*** Opening Supplied data ***
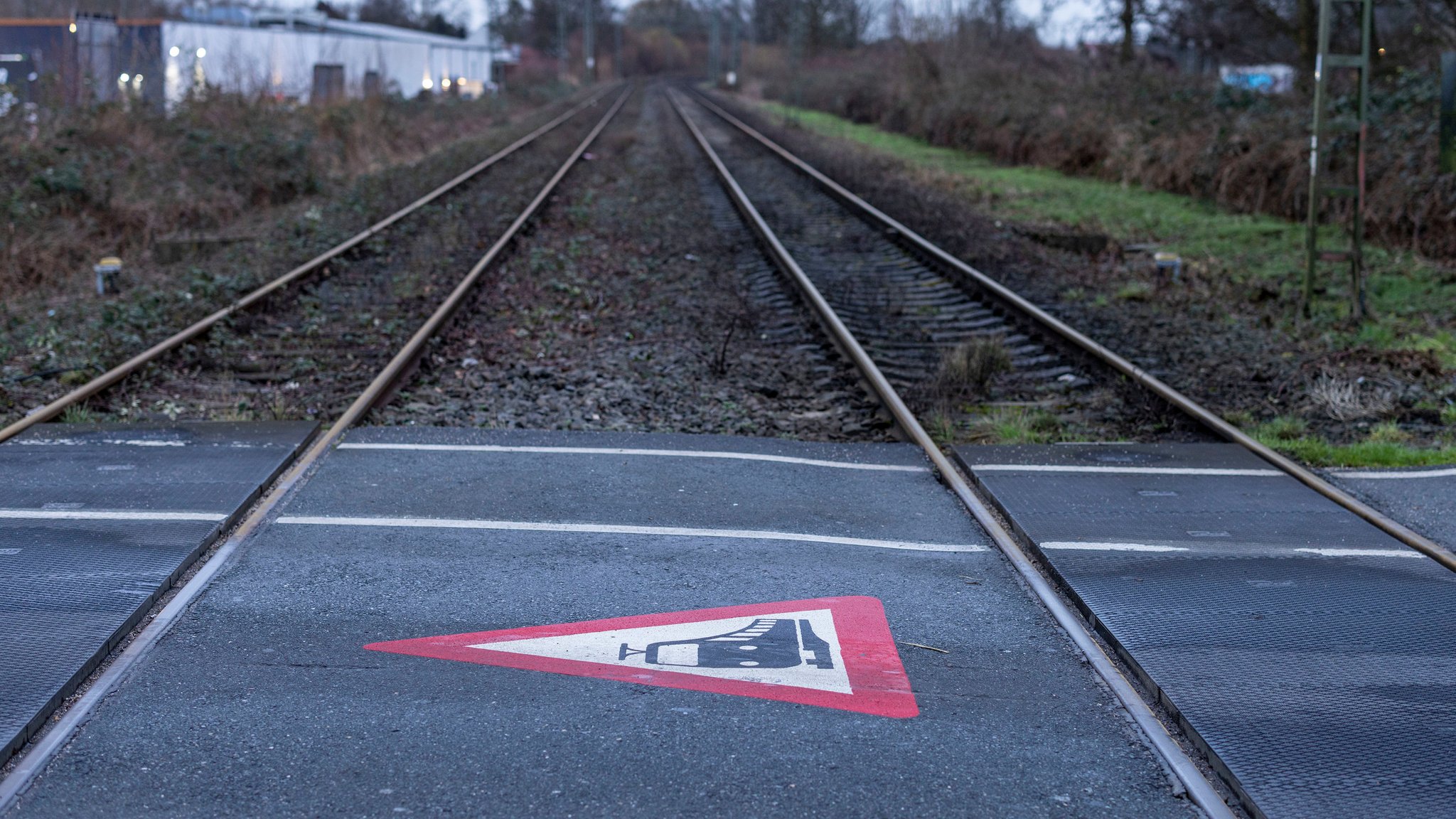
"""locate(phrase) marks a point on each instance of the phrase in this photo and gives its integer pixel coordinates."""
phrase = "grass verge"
(1383, 446)
(1410, 298)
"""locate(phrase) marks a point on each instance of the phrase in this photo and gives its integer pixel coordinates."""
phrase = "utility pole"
(714, 46)
(561, 40)
(797, 25)
(734, 54)
(1324, 127)
(616, 48)
(589, 43)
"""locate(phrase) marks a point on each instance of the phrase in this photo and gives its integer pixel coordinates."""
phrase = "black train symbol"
(766, 643)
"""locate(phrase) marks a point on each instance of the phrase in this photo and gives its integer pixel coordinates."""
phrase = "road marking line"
(1123, 470)
(618, 530)
(1363, 552)
(1110, 547)
(104, 515)
(1397, 476)
(648, 452)
(118, 442)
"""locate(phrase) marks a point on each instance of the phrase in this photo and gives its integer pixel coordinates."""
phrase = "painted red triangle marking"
(829, 652)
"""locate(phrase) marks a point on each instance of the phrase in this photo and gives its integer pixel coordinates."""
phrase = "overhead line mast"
(1327, 126)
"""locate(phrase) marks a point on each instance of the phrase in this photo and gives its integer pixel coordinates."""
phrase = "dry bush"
(79, 184)
(1140, 124)
(1344, 400)
(972, 365)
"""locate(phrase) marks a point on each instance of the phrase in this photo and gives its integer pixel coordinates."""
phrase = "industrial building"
(305, 57)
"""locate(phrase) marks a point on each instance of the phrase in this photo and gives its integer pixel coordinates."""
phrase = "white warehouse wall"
(280, 62)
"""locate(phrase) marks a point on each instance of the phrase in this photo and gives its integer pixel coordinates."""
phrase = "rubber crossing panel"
(1312, 655)
(95, 525)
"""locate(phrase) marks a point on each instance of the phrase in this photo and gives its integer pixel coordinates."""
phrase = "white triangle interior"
(750, 649)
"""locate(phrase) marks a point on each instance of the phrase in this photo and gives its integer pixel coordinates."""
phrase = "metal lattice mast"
(589, 43)
(1324, 126)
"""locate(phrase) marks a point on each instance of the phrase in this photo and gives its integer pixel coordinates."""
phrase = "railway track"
(903, 328)
(305, 343)
(378, 390)
(894, 305)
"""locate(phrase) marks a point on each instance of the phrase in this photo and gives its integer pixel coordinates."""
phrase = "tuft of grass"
(1015, 424)
(1344, 400)
(1282, 429)
(1388, 432)
(1385, 446)
(972, 365)
(1241, 419)
(941, 429)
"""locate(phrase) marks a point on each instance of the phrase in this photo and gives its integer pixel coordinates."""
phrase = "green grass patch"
(1404, 291)
(1386, 445)
(1015, 424)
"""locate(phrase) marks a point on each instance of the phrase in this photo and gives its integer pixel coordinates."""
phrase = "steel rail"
(119, 372)
(1187, 773)
(50, 744)
(1374, 516)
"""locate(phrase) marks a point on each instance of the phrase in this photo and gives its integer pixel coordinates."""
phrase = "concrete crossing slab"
(543, 659)
(95, 523)
(1312, 655)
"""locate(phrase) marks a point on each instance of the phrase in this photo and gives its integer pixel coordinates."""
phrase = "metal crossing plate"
(355, 659)
(95, 523)
(1314, 656)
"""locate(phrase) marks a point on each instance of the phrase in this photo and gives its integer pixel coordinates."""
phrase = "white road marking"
(122, 442)
(1123, 470)
(647, 452)
(1110, 547)
(1363, 552)
(1397, 476)
(102, 515)
(618, 530)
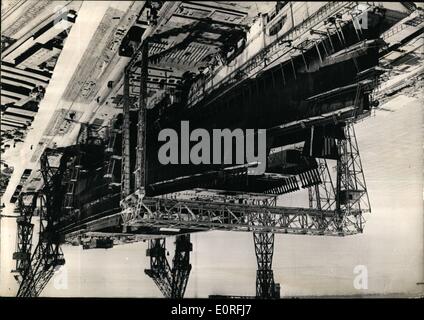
*** Closing Supplied data ***
**Your assignment:**
Output each line of the records exactly. Any picture is skipped.

**Answer to the exercise:**
"""locate(phrase) marks a point on each instance of the phrase in this photo and gives its integer pixel coordinates."""
phrase = "grass verge"
(1383, 446)
(1410, 298)
"""locate(phrase) marks a point on each instance of the phrase in this photo and gives its integer pixel coordinates."""
phrase = "utility pole"
(714, 46)
(561, 40)
(797, 25)
(734, 54)
(1324, 127)
(616, 48)
(589, 43)
"""locate(phrase) marks a point on each instance of the phrase in this photo and gives its integer pixel coordinates."""
phrase = "black train symbol"
(766, 643)
"""locate(phrase) marks a point on each instance of the phrase in this photo and gives its integer pixel coordinates."""
phrase = "road marking line"
(1123, 470)
(618, 530)
(1363, 552)
(1110, 547)
(104, 515)
(1397, 476)
(648, 452)
(118, 442)
"""locate(phrase) marks a point on each instance of the phrase in this photo and gives its integer pixel coordinates."""
phrase = "painted red triangle marking"
(829, 652)
"""locate(phrase) marks a point on each instance of the phrase in this photo and gives its integer pixel coordinates."""
phrase = "overhead line mast"
(1327, 126)
"""locate(phrase) marks a point on each instance of the phrase in this photo and gives its integer pixel coordinates."""
phrase = "dry bush"
(79, 184)
(1140, 124)
(1344, 400)
(972, 365)
"""locate(phrase) marks a point on each instance of the phrase in this photo and gives its integer pixel coordinates."""
phrase = "industrial building"
(305, 57)
"""locate(phrase) marks a point on each instance of the phrase in this photo and gives its integer pixel coordinates."""
phrase = "white warehouse wall"
(280, 62)
"""locate(phrase) marks a point on each instance of the phrase in this photo and gives its integer pixel coordinates."""
phrase = "rubber crossing panel"
(1312, 655)
(95, 525)
"""locate(phrase) marks a point on each instance of the phrase in this photo and gives its integer pixel coordinates."""
phrase = "white triangle interior"
(750, 649)
"""locate(phrase) marks a point on each instance of the phrase in this photo and gives its integer pixel coordinates."""
phrase = "metal lattice mast"
(589, 43)
(1324, 126)
"""locate(phrase) marks a point on each instance of the phrase in this photo and gives its integer pixel coordinates."""
phrase = "railway track"
(903, 328)
(305, 343)
(378, 390)
(894, 305)
"""locate(phrase) marks a point on each instance of the phrase in this photo and gives its integer pixel coordinates."""
phrase = "tuft of grass"
(1015, 424)
(1344, 400)
(1282, 429)
(1388, 432)
(1385, 446)
(972, 365)
(1241, 419)
(941, 429)
"""locate(phrase) marks a point on each instance of the phrase in this photo and gives its integer pixel coordinates."""
phrase = "green grass patch"
(1404, 291)
(1386, 445)
(1015, 424)
"""locate(phrase) marks a point on each instance of the phrase in this photo and gives its integer pixel coordinates."""
phrase = "steel rail"
(119, 372)
(1187, 773)
(50, 744)
(1374, 516)
"""locate(phrase) marks a point on each instance of the phrase in this photo and gives its integer pixel coordinates."""
phrase = "concrete crossing slab"
(543, 659)
(95, 523)
(1312, 655)
"""locate(phrase) marks a point on each instance of the phrase in this photo and gives its integer pixel coordinates."""
phrase = "metal crossing plate"
(355, 659)
(95, 523)
(1314, 656)
"""locate(phrase) marks a point on each instance of the phrase in this photo and gives its integer pixel coordinates."""
phrase = "white road marking"
(122, 442)
(1123, 470)
(647, 452)
(1110, 547)
(1363, 552)
(1397, 476)
(102, 515)
(618, 530)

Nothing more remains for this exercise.